--- Excerto selecionado ---
GRADUAÇÃO DE CRÉDITOS
FALÊNCIA
Nº do Documento: SJ
Data do Acordão: 01/12/2010
Votação: UNANIMIDADE
Texto Integral: S
Privacidade: 1
Meio Processual: REVISTA
Decisão: CONCEDIDA A REVISTA
Sumário : Em caso de execução ou falência do promitente-vendedor, apreensão dos bens prometidos vender e sua subsequente venda no processo executivo ou de falência – que o credor não pode impedir -, a natureza e efeitos do direito de retenção mantêm-se, embora com a sua função de garantia, restrita à preferência concedida sobre outros credores.
O direito de retenção do credor-reclamante, incidente sobre o imóvel entretanto alienado em execução fiscal, transferiu-se para o produto da respectiva venda, assim se mantendo, para ser pago com a preferência que lhe couber, no processo executivo fiscal ou na execução universal que a integrou, nos mesmos termos em que o seria se o pagamento tivesse directamente lugar no âmbito daquela execução.
Nesse caso, o direito de retenção não se extingue nem caduca e há lugar a uma graduação de créditos especial em relação ao produto da venda do imóvel alienado em execução fiscal – sobre o qual o reclamante gozava do direito de retenção -, anteriormente à declaração de falência.
Decisão Texto Integral:


Acordam no Supremo Tribunal de Justiça:


1. - Declarada a falência de “AA – Indústria Transformadora de Madeiras, Lda.”, em 06.11.2003, por sentença transitada em jul­gado, foram, entre outros, reclamados créditos pela ora Recorrente “BB, Lda.”, por crédito resultante de incumprimento de um contrato-promessa de compra e venda de imóvel da falida, entretanto vendido em execução fiscal, e por trabalhadores da Falida.

Os créditos reconhecidos vieram a ser graduados para efeito de pagamento pelo produto da venda dos bens da massa falida pela ordem seguinte:
1 ° - os créditos dos trabalhadores;
2° - o crédito de “BB, Lda.”·
3° - os restantes créditos (incluindo os da Fazenda Nacional, Instituto da Segurança Social, e Autarquia).

A Reclamante “BB” impugnou a ordem de graduação sentenciada.
A Relação manteve o julgado.


A mesma Credora pede ainda revista para insistir em nova anulação do acórdão ou na sua revogação com a realização de uma graduação especial para o produto da venda do imóvel ocorrida no processo executivo fiscal, respeitando os créditos então existentes e reclamados e as respectivas garantias, graduando em primeiro lugar o seu crédito, que beneficia do direito de retenção, e em segundo lugar o crédito da Segurança Social, além da graduação geral para os bens da massa falida, nos termos do art. 200º-2 do CPEREF.
--- Dados fornecidos ---
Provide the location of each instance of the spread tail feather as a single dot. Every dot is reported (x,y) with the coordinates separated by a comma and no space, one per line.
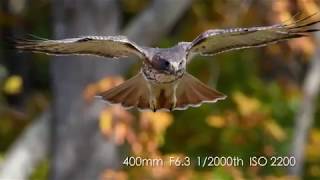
---
Instrução 1: Pela ordem indicada no acórdão sobre a graduação de créditos na falência, enumere os créditos graduados para pagamento pelo produto da venda dos bens da massa falida.
Instrução 2:
Responda, com base no acórdão sobre a graduação de créditos na falência:
(a) Qual é a data do acórdão?
(b) Em que data foi declarada a falência de "AA – Indústria Transformadora de Madeiras, Lda."?
(c) Que decisão tomou a Relação perante a impugnação da Reclamante "BB"?
Instrução 3: Dê seguimento ao acórdão sobre a graduação de créditos na falência a partir da última frase apresentada.

Resposta esperada 1:
1.º Os créditos dos trabalhadores
2.º O crédito de "BB, Lda."
3.º Os restantes créditos (incluindo os da Fazenda Nacional, Instituto da Segurança Social e Autarquia)

Resposta esperada 2:
(a) 01/12/2010
(b) 06.11.2003
(c) Manteve o julgado.

Resposta esperada 3:
Para tanto argumenta nas conclusões:
- Continua agora a R. a chamar a atenção para o facto da Sentença ter omitido a necessidade de efectuar uma graduação de créditos especial, visando apenas o produto da venda do bem imóvel, que havia pertencido à falida, concretizada em 17/01/2003, no âmbito do processo executivo fiscal nº 1.350-92/101196.0 e apensos, instaurado e a correr termos no Serviço de Finanças de Caldas da Rainha, em data muito anterior à da Declaração da Falência, que só foi proferida em 06/11/2003;
- Não obstante, verificada a necessidade de suprir essa omissão pelo STJ, o Tribunal da Relação de Lisboa, no aresto recorrido, pronunciando-se longamente sobre a questão dos privilégios creditórios e da prevalência que a Lei estabelece a favor dos créditos emergentes do contrato de trabalho, não aborda de forma substantiva a questão da necessidade de efectuar, no mesmo processo, a chamada "bipartidação de graduação de créditos";
- De facto, o Tribunal da Relação de Lisboa continua a omitir uma referência objectiva ao essencial do que sempre foi requerido pela R. e que consiste na necessidade de realizar:
- uma graduacão especial, incidindo sobre o produto da venda do bem imóvel, propriedade da falida, efectuada no âmbito do referido processo executivo fiscal, muito antes da data da Declaração da Falência;
- uma graduacão geral pelo produto da venda dos restantes bens ocorrida no âmbito da Falência, sendo que só em relação ao produto desta haverá lugar à consideração dos créditos laborais, uma vez que na data da venda do referido imóvel não existiam quaisquer créditos laborais.
- Com efeito, o Douto Acórdão recorrido omitiu novamente a referência à existência de dois momentos processuais distintos que não podem deixar de ser devidamente considerados e ponderados em termos da graduação de créditos:
- a venda do imóvel da AA, LDA., no âmbito do processo de execução fiscal a correr termos no Serviço de Finanças de Caldas da Rainha, em 17/01/2003, e as reclamações de créditos efectuadas nesse contexto, onde apenas reclamaram créditos a Segurança Social e a ora Recorrente, e
- a declaração de falência da mesma AA, LDA., ocorrida em 06/11/2003, e a reclamação de créditos reportada a essa data onde aparecem, então e só aí, os créditos dos trabalhadores.
Pelo que persiste a causa de nulidade da sentença proferida em 1ª Instância (Art. 668º nº 1, alínea d), do CC) e, concomitantemente, continua a inquinar o Douto Aresto proferido pelo Tribunal da Relação de Lisboa, que não reconheceu tal vício.

Respondeu apenas o Ministério Público, defendendo o acerto do julgado.

A conferência rejeitou a invocada comissão da nulidade de omissão de pronúncia.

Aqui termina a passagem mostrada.